__Reading passage__
Hurricanes reveal our vulnerabilities. They also show our strength.
“Do you have any generators left?”, a tired-looking woman asks me at 7:15 Thursday morning. She is wearing nurse’s scrubs and, judging from her pink-tinged eyes, appears to have just finished a long shift.
“No,” I reply, “we sold every single one we had yesterday.”
This is the truth. We had received an emergency shipment of 100 generators the day before, but they had all sold out within a matter of hours.
“Oh, shoot,” she says, seemingly frustrated. “Is there anywhere in town I can buy one today?”
I give her the same answer I’ve given dozens, if not hundreds, of people before her, “I’m sorry, but everywhere appears to be sold out.”
This is the current state of affairs throughout most of North Carolina. As a service manager at a large home improvement retailer, I’m accustomed to disaster prep and recovery. Each big storm or weather event triggers a surge in business as people frantically stock up on batteries, tarps, generators, flashlights, plastic sheeting, buckets, propane tanks, portable grills, charcoal, sandbags, bottled water.
I’ve worked through the rush of many large storms, blizzards and natural disasters. The rush to prepare for Hurricane Florence, with its potential historic severity, feels different — it’s bringing up old memories of the last time a storm with this power hit North Carolina. It’s reminding me that moments like these expose our vulnerabilities, but also reveal unexpected kindness.
It turned out the woman looking for a generator wasn’t frustrated; she was concerned about someone else. She told me she’s a home-care nurse for a patient who has to be on a respirator 24 hours a day. If her patient’s power goes out and emergency personnel are unable to respond, it could mean life or death. She left my store with a worried look on her face.
It’s impossible, as a North Carolinian, to not think back to Hurricane Hugo in 1989. I was nearly 6. When the wind and rain hit my family’s house in Stanly County, a rural county in the Piedmont region about 40 miles north of Charlotte, it sounded like a freight train passing overhead.
The next morning, we found the enormous old trees that had surrounded our house toppled over, their roots pulled up. The fallen giants left craters in their place large enough for me and my sister to hide in with room to spare. There was no power, phone service or communication. To me, it was all a great adventure. To my father, who had the arduous task of clearing a quarter-mile driveway of fallen trees so he could get to town, I’m sure it was more of a nightmare. And to our neighbor, who let us live in his trailer for the weeks while our power was fixed, it was an opportunity for decency.

__Records__
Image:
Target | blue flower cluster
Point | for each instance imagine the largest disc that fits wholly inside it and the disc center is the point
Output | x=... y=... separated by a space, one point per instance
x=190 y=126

__Task directions__
Pick up the essay about Hurricanes Florence and Hugo above where it stops, and keep writing it.

__Task output__
It is all too easy to poke fun at the panic that inevitably ensues before a weather event like Florence. We shake our heads at the people rushing out and buying up all the bread and milk that they can. But when you work in a store that sells disaster supplies, be they groceries or generators, you get to see past the panic. Instead. you see people who desperately want to protect and provide for those they love and care about.
When you see a person piling a cart full of batteries and flashlights, it’s easy to assume they are just being overprepared. What you don’t see is that that person is a parent to a child who is terrified of the dark. The flashlights they are buying will illuminate their home when the power goes out, and the pained look on their face is out of love for their child.
You might see a man walking out of a store with a half dozen large tarps and think he’s paranoid, but what you don’t see is the leaking roof he has at home that is currently out of his budget to fix. The tarps are to block the water so the roof doesn’t cave in over his kitchen.
You see people buying chain saws who have never used them, but what you don’t see is their house surrounded by old-growth trees that are already dying from the heat, begging for a strong wind to knock them down.
North Carolina is mobilizing to meet this hurricane head on because many of us have been in this situation before. We were mostly caught unaware by Hugo, and we won’t be fooled again.
I think about my father and his chain saw diligently clearing the area so he could get his truck into town and check on our neighbors. I remember how our community came together to help one another after the storm. It’s been easy to lose sight of all that during the panic and preparation of the last few days.
But it all came back to me this afternoon when I helped an older gentleman find a specific item he needed. Before taking more than one, the man inquired about our stock level, saying, “I just want to make sure there’s enough for everyone before I take two.”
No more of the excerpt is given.